Exercise aim: Copy word for word the part of the data below that opens with the line containing "Practice step: put one dot on every instance of the blue" and runs through the end of the data, including both ends.

** BEGIN Supplied material **

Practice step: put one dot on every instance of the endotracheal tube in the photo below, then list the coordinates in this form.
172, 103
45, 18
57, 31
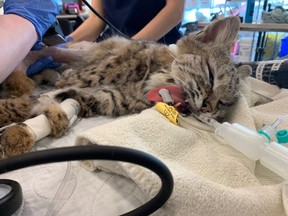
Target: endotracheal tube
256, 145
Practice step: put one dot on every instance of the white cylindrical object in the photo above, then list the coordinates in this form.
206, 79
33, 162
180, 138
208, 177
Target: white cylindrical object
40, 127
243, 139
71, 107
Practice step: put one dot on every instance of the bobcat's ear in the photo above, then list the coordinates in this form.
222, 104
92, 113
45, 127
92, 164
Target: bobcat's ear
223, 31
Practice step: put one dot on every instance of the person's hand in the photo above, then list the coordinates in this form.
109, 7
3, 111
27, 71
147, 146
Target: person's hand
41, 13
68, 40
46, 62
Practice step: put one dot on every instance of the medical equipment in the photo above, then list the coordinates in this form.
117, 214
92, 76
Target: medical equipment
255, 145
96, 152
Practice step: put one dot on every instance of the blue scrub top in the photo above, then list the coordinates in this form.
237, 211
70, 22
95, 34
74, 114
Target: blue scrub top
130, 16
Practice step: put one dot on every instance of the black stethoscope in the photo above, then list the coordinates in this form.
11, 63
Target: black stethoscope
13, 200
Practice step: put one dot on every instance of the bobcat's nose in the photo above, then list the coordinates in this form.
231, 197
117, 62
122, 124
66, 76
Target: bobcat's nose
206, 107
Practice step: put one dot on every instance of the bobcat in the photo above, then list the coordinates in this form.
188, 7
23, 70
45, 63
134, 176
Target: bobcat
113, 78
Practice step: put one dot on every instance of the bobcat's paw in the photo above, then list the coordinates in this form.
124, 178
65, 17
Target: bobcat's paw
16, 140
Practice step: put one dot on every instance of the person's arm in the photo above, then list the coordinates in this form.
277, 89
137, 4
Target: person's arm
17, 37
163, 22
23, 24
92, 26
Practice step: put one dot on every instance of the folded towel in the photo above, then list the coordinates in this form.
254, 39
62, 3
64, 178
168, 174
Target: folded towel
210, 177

** END Supplied material **

Exercise result:
Practice step: put one dot on every instance of the blue scrub top in the photo above, then list the coordinates in this form.
237, 211
70, 22
95, 34
74, 114
Target: blue scrub top
130, 16
Practice step: put one dot on every instance of the black stethoscope in the photo above, then list the coordinates in this form.
11, 63
Target: black stethoscope
13, 200
Practice step: put one dot on every instance of the bobcat's nose in the photo above, then list the coordinates in this form.
231, 197
117, 62
122, 124
66, 76
Target: bobcat's nose
206, 107
Practice step: put one dot on every instance of the bobcat in the photo above, then list the coordinates in this form.
188, 7
23, 70
45, 63
134, 176
Target: bobcat
113, 78
Practice step: put one dot on every instance of the bobcat's paw in the photo above, then list the coordinates in this form.
124, 178
65, 17
Target: bobcat's paw
16, 140
Practice step: put one dot on every instance of the person's arm in the photo above, then list the coordinates in this form.
277, 89
137, 4
Target: person's arm
17, 37
163, 22
23, 24
92, 26
Practice step: put one dot on every instance of the folded towel in the photo above, then list the coordinates in this form.
254, 39
62, 3
64, 178
168, 174
Target: folded towel
210, 177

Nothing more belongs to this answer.